**Written instruction**
Please put the lines of the records, from the line containing "Guideline: one marker per instance of the mantis compound" through the end of the records, into a Markdown table with the columns No. and Record line, numbering each row and leaving out blank lines.

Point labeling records
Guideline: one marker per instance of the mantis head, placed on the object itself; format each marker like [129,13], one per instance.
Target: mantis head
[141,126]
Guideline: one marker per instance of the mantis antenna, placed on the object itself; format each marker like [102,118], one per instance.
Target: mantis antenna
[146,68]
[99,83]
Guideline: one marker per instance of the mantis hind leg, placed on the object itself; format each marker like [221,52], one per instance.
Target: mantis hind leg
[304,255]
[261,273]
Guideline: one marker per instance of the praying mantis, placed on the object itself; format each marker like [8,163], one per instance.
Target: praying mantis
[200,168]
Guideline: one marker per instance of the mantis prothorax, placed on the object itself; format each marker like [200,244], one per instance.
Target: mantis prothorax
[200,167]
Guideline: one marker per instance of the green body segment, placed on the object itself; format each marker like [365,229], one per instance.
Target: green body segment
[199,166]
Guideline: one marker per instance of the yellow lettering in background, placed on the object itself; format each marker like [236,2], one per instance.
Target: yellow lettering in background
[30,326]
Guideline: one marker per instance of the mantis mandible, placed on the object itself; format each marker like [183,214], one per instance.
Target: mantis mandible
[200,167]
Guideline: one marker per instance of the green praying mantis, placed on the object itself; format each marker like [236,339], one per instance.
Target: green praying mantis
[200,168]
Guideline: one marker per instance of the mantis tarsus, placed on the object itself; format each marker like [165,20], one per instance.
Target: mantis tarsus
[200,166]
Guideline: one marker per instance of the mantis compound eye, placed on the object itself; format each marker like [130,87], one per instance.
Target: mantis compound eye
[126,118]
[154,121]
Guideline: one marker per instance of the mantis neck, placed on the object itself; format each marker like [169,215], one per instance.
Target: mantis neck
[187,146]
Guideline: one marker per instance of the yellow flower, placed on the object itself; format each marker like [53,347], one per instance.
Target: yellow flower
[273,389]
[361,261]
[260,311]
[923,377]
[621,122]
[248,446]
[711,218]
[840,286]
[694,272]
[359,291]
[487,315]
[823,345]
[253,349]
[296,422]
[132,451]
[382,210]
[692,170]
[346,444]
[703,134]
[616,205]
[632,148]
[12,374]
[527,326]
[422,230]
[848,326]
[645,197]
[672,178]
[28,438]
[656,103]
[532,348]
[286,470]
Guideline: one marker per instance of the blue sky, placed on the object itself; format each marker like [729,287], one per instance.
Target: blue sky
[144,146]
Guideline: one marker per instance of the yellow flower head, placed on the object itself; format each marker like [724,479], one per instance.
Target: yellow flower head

**The answer**
| No. | Record line |
|---|---|
| 1 | Guideline: one marker per instance of the mantis compound eye, placed on the object itself; format each marker like [130,87], one per instance. |
| 2 | Target: mantis compound eye |
| 3 | [126,118] |
| 4 | [154,121] |
| 5 | Guideline: one marker per instance of the mantis neck, placed on the object itself; format each marker like [169,215], one per instance. |
| 6 | Target: mantis neck |
| 7 | [187,146] |
| 8 | Guideline: one marker per instance of the yellow flower, placed on the object itself; format each marker like [53,347], one per instance. |
| 9 | Target: yellow flower |
| 10 | [273,389] |
| 11 | [361,261] |
| 12 | [260,311] |
| 13 | [923,377] |
| 14 | [621,122] |
| 15 | [248,446] |
| 16 | [711,218] |
| 17 | [840,286] |
| 18 | [694,272] |
| 19 | [359,291] |
| 20 | [487,315] |
| 21 | [823,345] |
| 22 | [253,349] |
| 23 | [296,422] |
| 24 | [132,451] |
| 25 | [382,210] |
| 26 | [692,170] |
| 27 | [346,444] |
| 28 | [703,134] |
| 29 | [616,205] |
| 30 | [632,148] |
| 31 | [12,374] |
| 32 | [527,326] |
| 33 | [422,230] |
| 34 | [848,326] |
| 35 | [645,197] |
| 36 | [672,178] |
| 37 | [28,438] |
| 38 | [656,103] |
| 39 | [532,348] |
| 40 | [286,470] |
| 41 | Guideline: one marker per instance of the blue sky, placed on the object itself; format each marker like [729,287], one per instance. |
| 42 | Target: blue sky |
| 43 | [144,146] |
| 44 | Guideline: one marker per instance of the yellow flower head, placed on the object itself; format each marker like [724,479], one per instance. |
| 45 | Target: yellow flower head |